Input:
○ ○ ○ ○ ○
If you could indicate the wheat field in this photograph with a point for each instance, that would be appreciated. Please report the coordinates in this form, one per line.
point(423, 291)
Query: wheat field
○ ○ ○ ○ ○
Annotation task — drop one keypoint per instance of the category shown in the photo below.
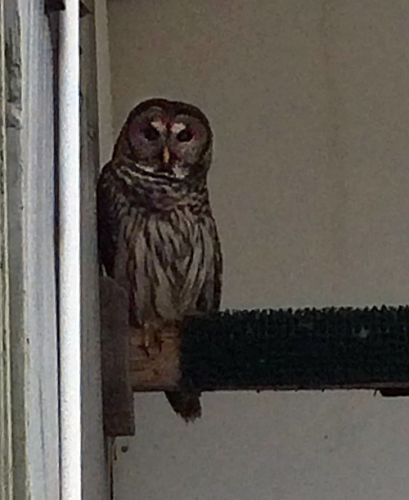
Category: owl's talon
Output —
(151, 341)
○ ○ ○ ○ ○
Exercise objective: In the listing above, find the lines holding the word "field" and copy them.

Answer to this exercise:
If you could indicate the wheat field in this photograph with a point for each instance, that would be appreciated. Please report the coordinates in this form, one per line.
Query: wheat field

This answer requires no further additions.